■ Exercises
a. Answer these questions from the Clinton Hill Halloween article:
(i) How tall is the flying saucer?
(ii) Since what year has Hyten used the mansion's parlor floor and front yard to scare people?
(iii) About how many people attend her party these days?
b. Continue the Clinton Hill Halloween article from its final sentence.

___ Document passage ___

A flying saucer will touch down on a makeshift Clinton Hill graveyard this Saturday, in anticipation of the most spine-tickling holiday of the year.
The UFO, a silver ship spanning 50 feet in circumference and standing 15 feet tall, is this year’s central prop in what has become one woman’s annual quest to share the glorious ghoulishness of Halloween with her neighbors.
Janna Kennedy Hyten would not reveal the alien ship’s mission, citing state secrecy. But she did promise that before long, its purpose would be as clear as the cornea of a gouged-out eyeball.
Hyten has used the parlor floor and front yard of the five-story white Victorian mansion between Lafayette and DeKalb avenues as a stage from which to scare the tuna salad out of her friends and neighbors since 1994.
Her Halloween observances have since grown more ambitious, though they retain their original form: one part private bash, one part public spectacle. These days, her party attracts about 500 people, and her increasingly elaborate front yard draws countless more.
Hyten, who gave two reporters a tour of her apartment on the condition that they reveal next to nothing about the preparations they saw inside, said her love of Halloween is rooted in her childhood.

___ Dataset ___

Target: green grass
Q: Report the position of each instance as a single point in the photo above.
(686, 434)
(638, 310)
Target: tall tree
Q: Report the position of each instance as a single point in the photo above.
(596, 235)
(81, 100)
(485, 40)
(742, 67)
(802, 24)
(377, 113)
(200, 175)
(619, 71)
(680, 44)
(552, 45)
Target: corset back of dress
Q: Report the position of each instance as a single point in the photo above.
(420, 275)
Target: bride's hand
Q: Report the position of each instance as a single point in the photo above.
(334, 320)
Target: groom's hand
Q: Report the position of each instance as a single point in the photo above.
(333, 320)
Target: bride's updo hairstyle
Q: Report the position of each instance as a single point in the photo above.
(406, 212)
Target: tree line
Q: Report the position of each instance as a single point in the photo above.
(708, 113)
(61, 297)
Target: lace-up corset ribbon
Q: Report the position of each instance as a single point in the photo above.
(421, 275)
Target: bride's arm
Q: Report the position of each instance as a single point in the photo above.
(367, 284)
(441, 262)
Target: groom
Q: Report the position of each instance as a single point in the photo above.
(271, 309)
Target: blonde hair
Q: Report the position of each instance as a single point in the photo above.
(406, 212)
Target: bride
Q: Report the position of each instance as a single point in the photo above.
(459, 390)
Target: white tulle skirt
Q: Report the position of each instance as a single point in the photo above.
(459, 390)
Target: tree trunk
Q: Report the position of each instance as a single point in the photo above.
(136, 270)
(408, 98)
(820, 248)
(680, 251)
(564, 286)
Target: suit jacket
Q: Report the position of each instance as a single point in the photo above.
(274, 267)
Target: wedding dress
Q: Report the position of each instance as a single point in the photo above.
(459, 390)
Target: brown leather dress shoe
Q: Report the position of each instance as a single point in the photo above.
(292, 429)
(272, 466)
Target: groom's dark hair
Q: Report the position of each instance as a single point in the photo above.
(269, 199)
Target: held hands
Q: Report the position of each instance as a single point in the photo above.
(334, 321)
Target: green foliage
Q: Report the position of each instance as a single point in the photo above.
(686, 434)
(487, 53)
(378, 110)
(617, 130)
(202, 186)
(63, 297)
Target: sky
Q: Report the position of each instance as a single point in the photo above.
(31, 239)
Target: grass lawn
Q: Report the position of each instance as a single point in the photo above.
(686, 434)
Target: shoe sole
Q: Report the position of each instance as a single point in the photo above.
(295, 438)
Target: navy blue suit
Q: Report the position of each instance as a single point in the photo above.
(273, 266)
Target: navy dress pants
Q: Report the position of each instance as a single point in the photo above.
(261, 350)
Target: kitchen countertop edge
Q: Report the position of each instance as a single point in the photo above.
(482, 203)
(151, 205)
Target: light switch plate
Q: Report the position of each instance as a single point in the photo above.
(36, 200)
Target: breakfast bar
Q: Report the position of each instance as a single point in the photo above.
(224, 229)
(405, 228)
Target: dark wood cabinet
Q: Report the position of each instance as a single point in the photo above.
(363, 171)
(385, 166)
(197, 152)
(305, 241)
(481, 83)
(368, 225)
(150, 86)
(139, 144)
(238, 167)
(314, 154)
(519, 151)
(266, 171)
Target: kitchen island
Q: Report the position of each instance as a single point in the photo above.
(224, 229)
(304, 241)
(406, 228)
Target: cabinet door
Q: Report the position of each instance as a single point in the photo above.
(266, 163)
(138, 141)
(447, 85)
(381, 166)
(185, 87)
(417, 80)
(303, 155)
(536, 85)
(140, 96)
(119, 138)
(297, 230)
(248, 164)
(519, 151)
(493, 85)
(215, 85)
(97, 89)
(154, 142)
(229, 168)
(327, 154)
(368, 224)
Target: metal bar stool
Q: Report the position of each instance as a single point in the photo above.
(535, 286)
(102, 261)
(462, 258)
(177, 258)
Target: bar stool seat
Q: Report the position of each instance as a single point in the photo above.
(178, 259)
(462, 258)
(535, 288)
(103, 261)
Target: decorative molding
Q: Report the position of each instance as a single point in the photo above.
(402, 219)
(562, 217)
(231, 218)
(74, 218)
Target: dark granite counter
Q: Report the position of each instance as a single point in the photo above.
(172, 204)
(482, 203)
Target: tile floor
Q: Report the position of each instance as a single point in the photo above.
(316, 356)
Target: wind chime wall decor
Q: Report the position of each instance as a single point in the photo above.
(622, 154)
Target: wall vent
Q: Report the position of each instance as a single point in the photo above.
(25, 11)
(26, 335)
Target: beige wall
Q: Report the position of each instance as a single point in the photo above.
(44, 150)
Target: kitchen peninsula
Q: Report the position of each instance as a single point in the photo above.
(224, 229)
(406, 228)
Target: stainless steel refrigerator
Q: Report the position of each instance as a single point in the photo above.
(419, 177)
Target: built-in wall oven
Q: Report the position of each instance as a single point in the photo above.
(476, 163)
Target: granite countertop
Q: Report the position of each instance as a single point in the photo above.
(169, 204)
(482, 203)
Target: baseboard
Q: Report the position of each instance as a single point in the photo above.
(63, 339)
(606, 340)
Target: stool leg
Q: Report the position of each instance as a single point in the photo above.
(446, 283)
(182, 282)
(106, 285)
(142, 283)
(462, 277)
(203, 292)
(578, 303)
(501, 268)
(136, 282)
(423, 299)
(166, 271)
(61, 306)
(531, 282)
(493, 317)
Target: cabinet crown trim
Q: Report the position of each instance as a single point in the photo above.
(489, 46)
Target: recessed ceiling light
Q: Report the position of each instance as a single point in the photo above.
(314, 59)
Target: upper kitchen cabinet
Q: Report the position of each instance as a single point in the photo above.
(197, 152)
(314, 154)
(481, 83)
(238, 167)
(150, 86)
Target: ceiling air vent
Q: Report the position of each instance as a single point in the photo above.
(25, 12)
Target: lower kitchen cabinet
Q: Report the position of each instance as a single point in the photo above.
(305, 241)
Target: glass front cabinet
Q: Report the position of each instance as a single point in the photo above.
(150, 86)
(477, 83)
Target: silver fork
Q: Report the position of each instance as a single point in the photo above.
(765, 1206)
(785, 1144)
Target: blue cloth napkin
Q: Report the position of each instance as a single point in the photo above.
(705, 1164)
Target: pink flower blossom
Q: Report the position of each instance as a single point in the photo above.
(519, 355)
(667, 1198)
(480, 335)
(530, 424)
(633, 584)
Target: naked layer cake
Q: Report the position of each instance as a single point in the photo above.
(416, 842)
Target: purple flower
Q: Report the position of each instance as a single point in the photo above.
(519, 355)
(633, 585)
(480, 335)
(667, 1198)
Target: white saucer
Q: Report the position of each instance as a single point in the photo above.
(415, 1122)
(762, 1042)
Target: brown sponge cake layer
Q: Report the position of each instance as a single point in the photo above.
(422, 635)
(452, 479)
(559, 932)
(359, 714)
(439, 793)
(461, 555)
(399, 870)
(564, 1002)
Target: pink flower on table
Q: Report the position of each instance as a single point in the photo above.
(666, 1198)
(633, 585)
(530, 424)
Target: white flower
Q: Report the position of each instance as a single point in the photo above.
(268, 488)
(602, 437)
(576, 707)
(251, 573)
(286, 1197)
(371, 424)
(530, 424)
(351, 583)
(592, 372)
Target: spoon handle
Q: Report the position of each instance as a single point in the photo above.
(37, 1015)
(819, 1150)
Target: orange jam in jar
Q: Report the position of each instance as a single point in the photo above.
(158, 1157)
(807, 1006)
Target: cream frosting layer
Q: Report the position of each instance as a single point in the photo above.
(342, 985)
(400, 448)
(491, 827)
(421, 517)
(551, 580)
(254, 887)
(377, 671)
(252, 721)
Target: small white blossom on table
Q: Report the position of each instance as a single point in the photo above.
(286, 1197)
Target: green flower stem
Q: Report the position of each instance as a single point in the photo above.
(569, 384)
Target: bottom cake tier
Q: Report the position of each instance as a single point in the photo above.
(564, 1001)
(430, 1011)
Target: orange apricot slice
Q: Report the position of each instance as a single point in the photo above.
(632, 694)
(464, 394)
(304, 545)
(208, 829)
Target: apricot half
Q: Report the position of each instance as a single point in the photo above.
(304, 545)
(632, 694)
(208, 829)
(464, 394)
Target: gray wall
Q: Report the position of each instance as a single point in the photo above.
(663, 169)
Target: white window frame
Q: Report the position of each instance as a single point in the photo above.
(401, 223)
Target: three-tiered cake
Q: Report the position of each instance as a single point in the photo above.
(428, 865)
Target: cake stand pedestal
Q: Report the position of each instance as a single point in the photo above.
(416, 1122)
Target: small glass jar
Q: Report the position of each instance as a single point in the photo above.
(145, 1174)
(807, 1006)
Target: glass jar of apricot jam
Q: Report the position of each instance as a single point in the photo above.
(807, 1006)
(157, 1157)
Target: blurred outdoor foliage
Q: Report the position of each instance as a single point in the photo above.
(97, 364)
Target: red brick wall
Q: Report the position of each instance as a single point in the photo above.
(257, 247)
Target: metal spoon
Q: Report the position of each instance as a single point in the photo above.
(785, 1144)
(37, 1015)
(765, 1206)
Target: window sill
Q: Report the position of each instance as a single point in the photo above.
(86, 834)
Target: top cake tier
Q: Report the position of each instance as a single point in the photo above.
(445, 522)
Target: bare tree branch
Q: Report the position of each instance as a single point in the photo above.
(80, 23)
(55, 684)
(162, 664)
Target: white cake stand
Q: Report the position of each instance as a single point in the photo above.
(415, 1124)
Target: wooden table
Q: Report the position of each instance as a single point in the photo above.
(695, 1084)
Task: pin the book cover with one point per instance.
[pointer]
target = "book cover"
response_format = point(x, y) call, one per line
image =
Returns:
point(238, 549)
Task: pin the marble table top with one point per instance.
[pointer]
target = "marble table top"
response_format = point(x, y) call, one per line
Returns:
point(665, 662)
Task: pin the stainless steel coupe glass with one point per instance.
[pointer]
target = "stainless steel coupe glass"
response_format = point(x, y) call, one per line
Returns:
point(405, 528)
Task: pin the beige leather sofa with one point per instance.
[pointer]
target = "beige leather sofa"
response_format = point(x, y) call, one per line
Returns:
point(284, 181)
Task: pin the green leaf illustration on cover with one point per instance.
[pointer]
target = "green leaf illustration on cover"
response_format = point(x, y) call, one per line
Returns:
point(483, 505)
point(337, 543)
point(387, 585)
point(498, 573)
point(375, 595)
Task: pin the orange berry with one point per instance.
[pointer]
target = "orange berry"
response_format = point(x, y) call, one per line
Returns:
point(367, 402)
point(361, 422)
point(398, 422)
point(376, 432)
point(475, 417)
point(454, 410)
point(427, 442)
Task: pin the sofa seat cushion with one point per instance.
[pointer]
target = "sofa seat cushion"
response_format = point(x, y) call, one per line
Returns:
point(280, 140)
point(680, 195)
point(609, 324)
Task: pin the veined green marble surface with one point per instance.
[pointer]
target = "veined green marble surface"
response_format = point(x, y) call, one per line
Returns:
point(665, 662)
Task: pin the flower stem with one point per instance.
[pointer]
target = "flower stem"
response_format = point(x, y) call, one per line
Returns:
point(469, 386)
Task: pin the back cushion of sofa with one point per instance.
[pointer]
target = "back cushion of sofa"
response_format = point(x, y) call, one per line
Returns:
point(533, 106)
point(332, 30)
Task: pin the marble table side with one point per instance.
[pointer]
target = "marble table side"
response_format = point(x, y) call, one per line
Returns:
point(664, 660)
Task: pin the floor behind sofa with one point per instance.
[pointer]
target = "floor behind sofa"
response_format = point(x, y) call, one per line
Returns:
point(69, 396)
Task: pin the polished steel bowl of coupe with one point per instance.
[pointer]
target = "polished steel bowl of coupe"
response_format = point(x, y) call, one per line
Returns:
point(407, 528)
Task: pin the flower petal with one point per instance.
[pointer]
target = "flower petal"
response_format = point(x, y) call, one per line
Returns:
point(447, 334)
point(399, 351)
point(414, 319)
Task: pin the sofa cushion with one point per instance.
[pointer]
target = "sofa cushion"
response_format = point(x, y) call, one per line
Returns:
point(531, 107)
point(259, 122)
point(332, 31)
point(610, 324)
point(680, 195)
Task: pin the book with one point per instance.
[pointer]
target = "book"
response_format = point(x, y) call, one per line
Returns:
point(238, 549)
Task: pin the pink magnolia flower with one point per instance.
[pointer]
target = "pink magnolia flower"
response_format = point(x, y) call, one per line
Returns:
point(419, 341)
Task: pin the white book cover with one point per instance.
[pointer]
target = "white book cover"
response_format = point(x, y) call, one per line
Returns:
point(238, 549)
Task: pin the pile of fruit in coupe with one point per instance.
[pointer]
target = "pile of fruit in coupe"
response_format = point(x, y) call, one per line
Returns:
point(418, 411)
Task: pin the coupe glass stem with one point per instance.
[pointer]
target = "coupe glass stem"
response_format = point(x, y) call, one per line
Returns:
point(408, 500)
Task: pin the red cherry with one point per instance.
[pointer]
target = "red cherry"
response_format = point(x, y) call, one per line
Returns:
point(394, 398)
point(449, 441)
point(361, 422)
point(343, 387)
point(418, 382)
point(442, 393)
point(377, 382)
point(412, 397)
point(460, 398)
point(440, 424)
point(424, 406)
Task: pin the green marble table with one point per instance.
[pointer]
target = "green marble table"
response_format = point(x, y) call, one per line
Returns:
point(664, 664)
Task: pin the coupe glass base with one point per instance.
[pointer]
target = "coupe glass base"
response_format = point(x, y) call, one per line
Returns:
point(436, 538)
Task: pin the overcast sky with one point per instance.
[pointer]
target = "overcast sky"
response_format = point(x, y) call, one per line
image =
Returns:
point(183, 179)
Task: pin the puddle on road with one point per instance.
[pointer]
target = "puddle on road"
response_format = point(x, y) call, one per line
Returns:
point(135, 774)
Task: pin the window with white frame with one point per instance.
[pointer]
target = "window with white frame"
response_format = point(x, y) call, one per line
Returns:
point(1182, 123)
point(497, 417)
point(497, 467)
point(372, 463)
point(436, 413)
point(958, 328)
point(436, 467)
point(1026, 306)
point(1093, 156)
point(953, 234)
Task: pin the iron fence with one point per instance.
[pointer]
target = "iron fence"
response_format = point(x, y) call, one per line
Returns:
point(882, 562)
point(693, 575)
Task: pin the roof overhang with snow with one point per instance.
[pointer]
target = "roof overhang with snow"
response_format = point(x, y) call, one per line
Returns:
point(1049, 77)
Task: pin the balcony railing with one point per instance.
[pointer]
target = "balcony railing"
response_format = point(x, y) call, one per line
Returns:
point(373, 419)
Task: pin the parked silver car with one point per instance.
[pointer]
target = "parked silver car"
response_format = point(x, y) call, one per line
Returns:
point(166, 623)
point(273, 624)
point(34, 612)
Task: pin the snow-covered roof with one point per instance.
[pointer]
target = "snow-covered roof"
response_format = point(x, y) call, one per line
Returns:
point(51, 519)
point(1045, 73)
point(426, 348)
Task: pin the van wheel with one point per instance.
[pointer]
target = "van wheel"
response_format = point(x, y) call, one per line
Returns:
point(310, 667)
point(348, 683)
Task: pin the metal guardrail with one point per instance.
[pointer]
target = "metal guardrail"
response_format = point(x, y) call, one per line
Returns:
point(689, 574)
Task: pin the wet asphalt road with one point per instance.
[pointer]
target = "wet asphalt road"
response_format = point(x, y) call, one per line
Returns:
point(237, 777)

___

■ Responses
a.
(i) 15 feet
(ii) 1994
(iii) About 500

b.
“I grew up on a very dark street in rural Florida,” said Hyten, who now shares the home she’s dubbed Chateau de Chat Noir with her husband, daughter, a deaf and blind black cat Tattoo and a plump black kitty called Bob.
“My mom and dad’s house was the scariest one on the block,” said Hyten. “My mom was a hermit with a BB gun, and she didn’t like visitors. For me, this big extravaganza is the exact opposite of what I grew up with.”
There are no flying BBs, but it is the scariest house on the block. Take, for example, the mock skeleton with its cranium sliced in two atop an autopsy table covered in blood. Hyten wouldn’t reveal its exact purpose. She would only refer cryptically to the likes of Britney Spears, Lindsay Lohan and Paris Hilton.
Hyten is not alone in her obsession with Halloween. She’s infected about a dozen of her friends with her enthusiasm, each of whom is charged with tasks ranging from scriptwriting and lighting to music and tombstones.
Yes, tombstones: the grave-markers that sprout up every year from the oddly fertile grass on Hyten’s front lawn. The epitaphs change with the season. In recent memory, the cemetery has memorialized Christian Slater, Mike Tyson, and Bob Dole.
“Tombstone epitaphs fly back and forth on email,” said Claudia Howard, Hyten’s upstairs neighbor, who is the head writer. Indeed, only one tombstone epitaph has survived unchanged: the stone above the grave of the National Rifle Association.
“It’s all in good fun,” said Hyten. “It’s not meant to offend. Well, it is meant to offend some people.”
Halloween festivities at Le Chateau de Chat Noir, (313 Clinton Ave., between DeKalb and Lafayette avenues in Clinton Hill), Oct. 31, after dark. (Mwaaa-ha-ha-ha!).